--- 任务要求 ---
根据原文，说明创建异步引擎时所用的数据库连接地址 database_url 是怎样得到的。

═══ 原文

5.2.1 配置文件 (config.py)

from pydantic_settings import BaseSettings
from typing import List

class Settings(BaseSettings):
    # 数据库配置
    MYSQL_HOST: str = "localhost"
    MYSQL_PORT: int = 3306
    MYSQL_USER: str = "root"
    MYSQL_PASSWORD: str = "password"
    MYSQL_DATABASE: str = "huawei_market"
    
    # 华为API配置
    HUAWEI_API_BASE_URL: str = "https://web-drcn.hispace.dbankcloud.com/edge"
    HUAWEI_LOCALE: str = "zh_CN"
    
    # 爬虫配置
    CRAWLER_INTERVAL: int = 1800  # 同步间隔（秒）
    CRAWLER_BATCH_SIZE: int = 100  # 批量处理大小
    CRAWLER_TIMEOUT: int = 30      # 请求超时（秒）
    
    # API配置
    API_PREFIX: str = "/api"
    API_TITLE: str = "华为应用市场数据API"
    API_VERSION: str = "1.0.0"
    
    # 其他配置
    DEBUG: bool = False
    CORS_ORIGINS: List[str] = ["http://localhost:5173", "http://localhost:3000"]
    
    @property
    def database_url(self) -> str:
        return f"mysql+aiomysql://{self.MYSQL_USER}:{self.MYSQL_PASSWORD}@{self.MYSQL_HOST}:{self.MYSQL_PORT}/{self.MYSQL_DATABASE}"
    
    class Config:
        env_file = ".env"

settings = Settings()

5.2.2 数据库连接 (database.py)

from sqlalchemy.ext.asyncio import create_async_engine, AsyncSession
from sqlalchemy.ext.declarative import declarative_base
from sqlalchemy.orm import sessionmaker
from app.config import settings

# 创建异步引擎
engine = create_async_engine(
    settings.database_url,
    echo=settings.DEBUG,
    pool_size=10,
    max_overflow=20,
    pool_pre_ping=True
)

# 创建异步会话工厂
AsyncSessionLocal = sessionmaker(
    engine,
    class_=AsyncSession,
    expire_on_commit=False
)

# 创建基类
Base = declarative_base()

# 依赖注入
async def get_db():
    async with AsyncSessionLocal() as session:
        try:
            yield session
        finally:
            await session.close()

5.2.3 数据模型 (models/app_info.py)

from sqlalchemy import Column, String, Integer, Text, DateTime, Boolean, JSON, DECIMAL, BigInteger
from sqlalchemy.sql import func
from app.database import Base

class AppInfo(Base):
    __tablename__ = "app_info"
    
    app_id = Column(String(50), primary_key=True, comment="应用唯一ID")
    alliance_app_id = Column(String(50), comment="联盟应用ID")

══════
═══ 数据内容

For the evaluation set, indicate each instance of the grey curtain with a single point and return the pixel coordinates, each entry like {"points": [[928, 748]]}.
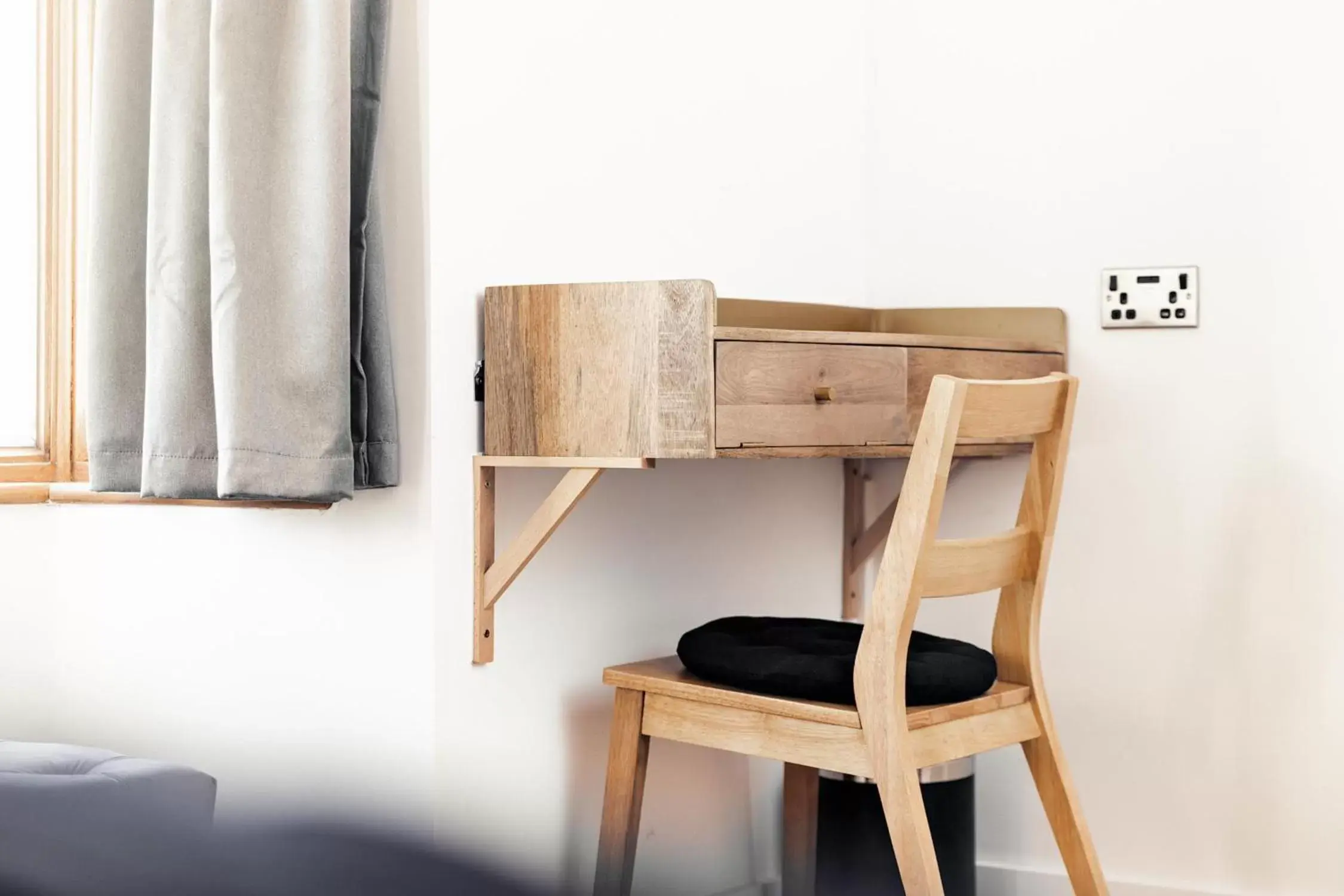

══════

--- 结果 ---
在 config.py 的 Settings 类中，database_url 被定义为属性（@property）。它把 MYSQL_USER、MYSQL_PASSWORD、MYSQL_HOST、MYSQL_PORT 和 MYSQL_DATABASE 拼成一个以 "mysql+aiomysql://" 开头的字符串，格式为“用户名:密码@主机:端口/数据库名”。按默认值，得到的地址是 mysql+aiomysql://root:password@localhost:3306/huawei_market。database.py 再把 settings.database_url 作为第一个参数传给 create_async_engine，由此创建异步引擎。